> [PROBLEM TO SOLVE]:
Change every occurrence of "even-odd rule" in the records to "nonzero winding rule", keeping everything else the same.

Stored dataset items:

- - - - - - -

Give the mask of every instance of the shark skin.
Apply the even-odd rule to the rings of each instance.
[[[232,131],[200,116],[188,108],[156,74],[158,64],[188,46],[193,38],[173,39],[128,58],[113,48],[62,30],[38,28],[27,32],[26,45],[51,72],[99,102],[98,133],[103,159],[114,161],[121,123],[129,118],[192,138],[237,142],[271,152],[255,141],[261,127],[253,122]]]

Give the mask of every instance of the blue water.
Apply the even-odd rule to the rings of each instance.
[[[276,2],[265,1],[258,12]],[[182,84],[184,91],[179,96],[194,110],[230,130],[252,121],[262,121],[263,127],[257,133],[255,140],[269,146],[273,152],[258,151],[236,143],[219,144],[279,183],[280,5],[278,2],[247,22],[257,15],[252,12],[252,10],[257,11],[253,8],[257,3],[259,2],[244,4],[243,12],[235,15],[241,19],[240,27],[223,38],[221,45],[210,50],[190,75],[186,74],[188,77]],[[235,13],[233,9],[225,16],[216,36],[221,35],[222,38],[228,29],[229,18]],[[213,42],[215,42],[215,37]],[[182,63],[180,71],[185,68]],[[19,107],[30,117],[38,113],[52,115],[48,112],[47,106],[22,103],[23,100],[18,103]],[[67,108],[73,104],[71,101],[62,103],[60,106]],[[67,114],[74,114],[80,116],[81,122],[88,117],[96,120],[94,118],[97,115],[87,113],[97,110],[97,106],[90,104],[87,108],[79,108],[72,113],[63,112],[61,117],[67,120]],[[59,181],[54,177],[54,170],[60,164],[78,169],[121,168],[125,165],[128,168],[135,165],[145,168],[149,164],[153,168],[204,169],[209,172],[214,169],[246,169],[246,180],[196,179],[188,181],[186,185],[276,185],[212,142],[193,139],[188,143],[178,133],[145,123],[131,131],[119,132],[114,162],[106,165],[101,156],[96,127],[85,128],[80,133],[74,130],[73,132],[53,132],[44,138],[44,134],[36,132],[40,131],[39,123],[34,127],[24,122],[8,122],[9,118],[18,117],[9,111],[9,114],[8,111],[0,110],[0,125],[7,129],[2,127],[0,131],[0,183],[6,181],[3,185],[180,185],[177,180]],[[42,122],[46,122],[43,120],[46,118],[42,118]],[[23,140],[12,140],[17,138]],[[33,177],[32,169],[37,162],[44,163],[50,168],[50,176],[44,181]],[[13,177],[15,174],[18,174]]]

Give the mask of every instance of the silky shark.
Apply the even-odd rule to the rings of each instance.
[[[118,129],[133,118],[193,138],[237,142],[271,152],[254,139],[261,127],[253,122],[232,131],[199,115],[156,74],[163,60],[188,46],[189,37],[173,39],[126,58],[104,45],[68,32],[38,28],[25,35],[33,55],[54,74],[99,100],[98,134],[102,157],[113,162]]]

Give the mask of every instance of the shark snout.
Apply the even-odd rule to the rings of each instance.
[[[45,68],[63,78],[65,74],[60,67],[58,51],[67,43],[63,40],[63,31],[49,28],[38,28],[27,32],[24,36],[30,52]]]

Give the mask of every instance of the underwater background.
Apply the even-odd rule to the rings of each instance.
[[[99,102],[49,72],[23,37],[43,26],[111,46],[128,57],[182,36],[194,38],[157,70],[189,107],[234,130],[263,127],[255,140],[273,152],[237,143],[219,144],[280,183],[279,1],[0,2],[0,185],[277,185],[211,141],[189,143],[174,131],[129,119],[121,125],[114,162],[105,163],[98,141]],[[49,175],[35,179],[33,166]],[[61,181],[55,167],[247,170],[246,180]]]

- - - - - - -

> [SOLUTION]:
Give the mask of every instance of the shark skin.
Apply the nonzero winding rule to the rings of each instance.
[[[232,131],[200,116],[188,108],[156,74],[158,64],[188,46],[193,38],[173,39],[128,58],[113,48],[62,30],[38,28],[27,32],[26,45],[51,72],[99,102],[98,133],[103,159],[114,161],[121,123],[129,118],[192,138],[237,142],[271,152],[255,141],[261,127],[253,122]]]

Give the mask of every instance of the blue water.
Apply the nonzero winding rule to the rings of each instance.
[[[276,2],[265,1],[258,12]],[[182,84],[184,91],[179,96],[194,110],[230,130],[252,121],[262,121],[263,127],[257,133],[255,140],[269,146],[273,152],[258,151],[236,143],[219,144],[279,183],[280,5],[278,2],[247,22],[257,15],[252,12],[252,10],[257,11],[253,8],[257,3],[259,2],[244,4],[243,12],[235,15],[241,19],[240,27],[223,38],[221,45],[210,50],[190,75],[186,74],[188,77]],[[235,13],[233,9],[225,16],[216,36],[221,35],[222,38],[228,29],[229,18]],[[213,42],[215,42],[215,37]],[[182,63],[180,71],[185,68]],[[19,107],[30,117],[38,113],[52,115],[48,112],[47,106],[22,103],[23,100],[18,103]],[[67,108],[73,104],[71,101],[62,103],[60,106]],[[67,114],[74,114],[80,116],[81,122],[88,117],[96,120],[94,118],[97,115],[87,113],[97,110],[97,106],[90,104],[87,108],[79,108],[72,113],[63,112],[61,117],[67,120]],[[59,181],[54,177],[54,170],[60,164],[78,169],[121,168],[125,165],[128,168],[135,165],[145,168],[149,164],[153,168],[204,169],[209,172],[214,169],[246,169],[246,180],[196,179],[188,181],[186,185],[276,185],[212,142],[193,139],[188,143],[178,133],[145,123],[131,131],[119,132],[114,162],[106,165],[101,156],[96,127],[85,128],[80,133],[74,130],[73,132],[53,132],[44,138],[44,134],[36,132],[40,131],[39,123],[34,127],[24,122],[8,122],[9,118],[18,117],[9,111],[9,114],[8,111],[0,110],[0,125],[7,129],[2,127],[0,131],[0,183],[6,181],[3,185],[180,185],[177,180]],[[42,122],[46,122],[43,120],[46,118],[42,118]],[[23,140],[12,140],[17,138]],[[33,177],[32,169],[37,162],[44,163],[50,168],[50,176],[44,181]],[[13,177],[15,174],[18,174]]]

Give the mask of every instance of the silky shark.
Apply the nonzero winding rule to the rings of each instance.
[[[118,129],[133,118],[193,138],[237,142],[271,152],[254,139],[261,127],[253,122],[232,131],[199,115],[156,74],[163,60],[188,46],[189,37],[173,39],[126,58],[104,45],[68,32],[38,28],[25,35],[33,55],[54,74],[99,100],[98,134],[102,157],[113,162]]]

Give the mask of every instance of the shark snout.
Apply the nonzero winding rule to the rings of each instance.
[[[45,68],[63,78],[65,74],[60,67],[58,51],[67,43],[63,40],[63,31],[49,28],[38,28],[27,32],[24,36],[30,52]]]

Give the mask of every instance of the underwater background.
Apply the nonzero winding rule to the rings of each instance.
[[[99,102],[49,72],[23,37],[43,26],[111,46],[128,57],[182,36],[194,38],[157,70],[189,107],[234,130],[263,127],[255,140],[273,152],[237,143],[219,144],[280,183],[279,1],[0,2],[0,185],[277,185],[211,141],[189,143],[174,131],[129,119],[121,125],[114,162],[105,163],[98,141]],[[49,175],[35,179],[33,166]],[[61,181],[55,167],[247,170],[246,180]]]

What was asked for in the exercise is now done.